> EXTRACT

..........

Georgia’s ancient capital city, Mtskheta, is located 20 kilometers (12 miles) north of Tbilisi at the confluence of two mountainous rivers – the Aragvi and the Kura.
Mtskheta is thought to have been founded around 3,000 years ago. It is one of the oldest cities of Georgia and it is one of the oldest continuously inhabited cities in the world.
As Mtskheta Georgia is the birthplace and one of the most vibrant centers of Christianity in Georgia, Mtskheta City was declared as the “Holy City” by the Georgian Orthodox Church in 2014.
The city’s numerous holy sites have won it the name of Second Jerusalem. One of the greatest Christian relics, the Holy Coat, is kept at the Svetitkhoveli Cathedral. This treasure is a reason why Mtskheta is called a holy city, a place where Christian pilgrims and tourists come from around the world.
A legend goes that Mtskheta was founded by King Mtsekhotos, the son of the first king, Kartli, who built the city and gave his name to it. Historical records say that the city was founded in the second half of the first millennium B.C., almost when the Eastern Georgian Kingdom of Kartli with the capital, Mtskheta, was formed.

..........

> STORED ROWS
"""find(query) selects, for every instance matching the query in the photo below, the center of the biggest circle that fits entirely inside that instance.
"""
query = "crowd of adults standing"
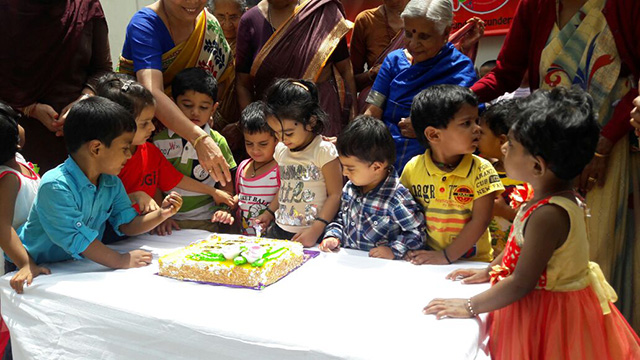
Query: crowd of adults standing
(55, 51)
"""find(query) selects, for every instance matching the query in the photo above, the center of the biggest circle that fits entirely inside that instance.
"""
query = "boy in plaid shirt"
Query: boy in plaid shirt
(377, 213)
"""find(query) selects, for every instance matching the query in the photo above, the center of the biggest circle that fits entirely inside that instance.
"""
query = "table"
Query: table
(337, 305)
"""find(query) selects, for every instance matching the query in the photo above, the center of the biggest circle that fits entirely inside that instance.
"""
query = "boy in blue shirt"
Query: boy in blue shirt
(77, 198)
(377, 214)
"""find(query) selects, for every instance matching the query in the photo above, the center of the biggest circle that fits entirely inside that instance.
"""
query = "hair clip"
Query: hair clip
(300, 84)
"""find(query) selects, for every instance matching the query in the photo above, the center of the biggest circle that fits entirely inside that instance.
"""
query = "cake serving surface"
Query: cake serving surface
(234, 260)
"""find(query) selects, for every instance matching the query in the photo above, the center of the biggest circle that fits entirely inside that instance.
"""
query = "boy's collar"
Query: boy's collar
(81, 178)
(462, 170)
(206, 128)
(389, 181)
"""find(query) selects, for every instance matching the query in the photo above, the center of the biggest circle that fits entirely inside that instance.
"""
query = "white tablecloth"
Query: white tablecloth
(338, 305)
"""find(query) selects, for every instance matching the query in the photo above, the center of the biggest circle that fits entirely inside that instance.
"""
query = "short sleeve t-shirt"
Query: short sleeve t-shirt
(148, 170)
(303, 190)
(182, 155)
(255, 194)
(447, 198)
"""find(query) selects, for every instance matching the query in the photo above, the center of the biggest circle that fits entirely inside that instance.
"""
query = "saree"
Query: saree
(305, 43)
(34, 33)
(398, 82)
(398, 42)
(584, 54)
(206, 48)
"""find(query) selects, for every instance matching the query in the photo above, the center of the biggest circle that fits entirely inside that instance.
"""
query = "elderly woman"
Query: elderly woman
(165, 38)
(301, 40)
(428, 59)
(228, 13)
(592, 44)
(53, 53)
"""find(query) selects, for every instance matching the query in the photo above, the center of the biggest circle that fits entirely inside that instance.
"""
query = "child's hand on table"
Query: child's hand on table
(452, 308)
(222, 216)
(165, 227)
(382, 252)
(139, 258)
(222, 197)
(26, 274)
(264, 219)
(470, 276)
(422, 257)
(146, 204)
(171, 204)
(329, 244)
(309, 236)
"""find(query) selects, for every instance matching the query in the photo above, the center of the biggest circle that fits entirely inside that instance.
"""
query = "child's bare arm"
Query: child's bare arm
(9, 240)
(144, 223)
(469, 235)
(103, 255)
(547, 229)
(220, 196)
(332, 173)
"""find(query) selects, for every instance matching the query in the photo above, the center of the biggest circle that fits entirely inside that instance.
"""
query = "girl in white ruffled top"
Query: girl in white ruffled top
(18, 188)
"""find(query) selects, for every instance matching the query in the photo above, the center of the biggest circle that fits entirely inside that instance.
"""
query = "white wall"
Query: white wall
(489, 48)
(119, 12)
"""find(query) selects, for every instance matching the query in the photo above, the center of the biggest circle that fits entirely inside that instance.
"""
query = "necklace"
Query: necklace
(255, 169)
(447, 167)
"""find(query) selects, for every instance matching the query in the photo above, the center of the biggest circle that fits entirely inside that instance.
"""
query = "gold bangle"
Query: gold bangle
(197, 140)
(27, 110)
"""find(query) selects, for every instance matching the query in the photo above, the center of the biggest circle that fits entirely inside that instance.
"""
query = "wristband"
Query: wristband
(445, 255)
(197, 140)
(470, 308)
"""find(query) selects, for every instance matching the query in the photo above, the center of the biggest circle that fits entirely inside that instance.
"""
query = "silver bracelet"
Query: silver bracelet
(470, 308)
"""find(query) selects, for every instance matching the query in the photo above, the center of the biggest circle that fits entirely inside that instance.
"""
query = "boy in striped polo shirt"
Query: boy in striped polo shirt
(195, 92)
(455, 188)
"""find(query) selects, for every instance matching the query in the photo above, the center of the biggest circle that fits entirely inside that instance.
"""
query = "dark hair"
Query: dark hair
(368, 139)
(560, 126)
(499, 116)
(296, 100)
(9, 134)
(126, 91)
(194, 79)
(437, 105)
(253, 119)
(96, 118)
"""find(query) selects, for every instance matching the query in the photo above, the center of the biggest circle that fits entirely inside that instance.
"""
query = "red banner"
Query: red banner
(497, 14)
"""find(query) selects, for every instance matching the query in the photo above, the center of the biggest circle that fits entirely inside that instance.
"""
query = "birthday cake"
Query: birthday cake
(233, 260)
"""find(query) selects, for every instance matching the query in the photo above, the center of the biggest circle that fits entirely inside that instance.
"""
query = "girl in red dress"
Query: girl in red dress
(547, 301)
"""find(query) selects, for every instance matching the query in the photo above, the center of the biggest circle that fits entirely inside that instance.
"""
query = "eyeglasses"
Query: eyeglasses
(227, 18)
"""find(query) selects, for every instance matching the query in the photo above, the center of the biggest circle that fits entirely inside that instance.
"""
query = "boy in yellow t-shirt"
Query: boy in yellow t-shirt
(455, 188)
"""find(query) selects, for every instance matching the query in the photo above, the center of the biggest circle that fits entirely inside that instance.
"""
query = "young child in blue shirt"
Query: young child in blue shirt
(377, 213)
(77, 198)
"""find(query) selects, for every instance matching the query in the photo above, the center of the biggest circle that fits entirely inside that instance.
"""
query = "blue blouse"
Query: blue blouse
(146, 40)
(398, 82)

..........

> REQUIRED ACTIONS
1) List every number written in digits in the passage on Mtskheta.
2) Rewrite the part of the passage on Mtskheta that begins at the words "Georgia’s ancient capital" and stops after "in the world.", putting "alpine" in place of "mountainous".
3) According to the passage on Mtskheta, where is the Holy Coat kept?
The items have no connection to the passage on Mtskheta.

> ANSWERS PER TASK
1) 20, 12, 3,000, 2014

2)
Georgia’s ancient capital city, Mtskheta, is located 20 kilometers (12 miles) north of Tbilisi at the confluence of two alpine rivers – the Aragvi and the Kura.
Mtskheta is thought to have been founded around 3,000 years ago. It is one of the oldest cities of Georgia and it is one of the oldest continuously inhabited cities in the world.

3) At the Svetitkhoveli Cathedral.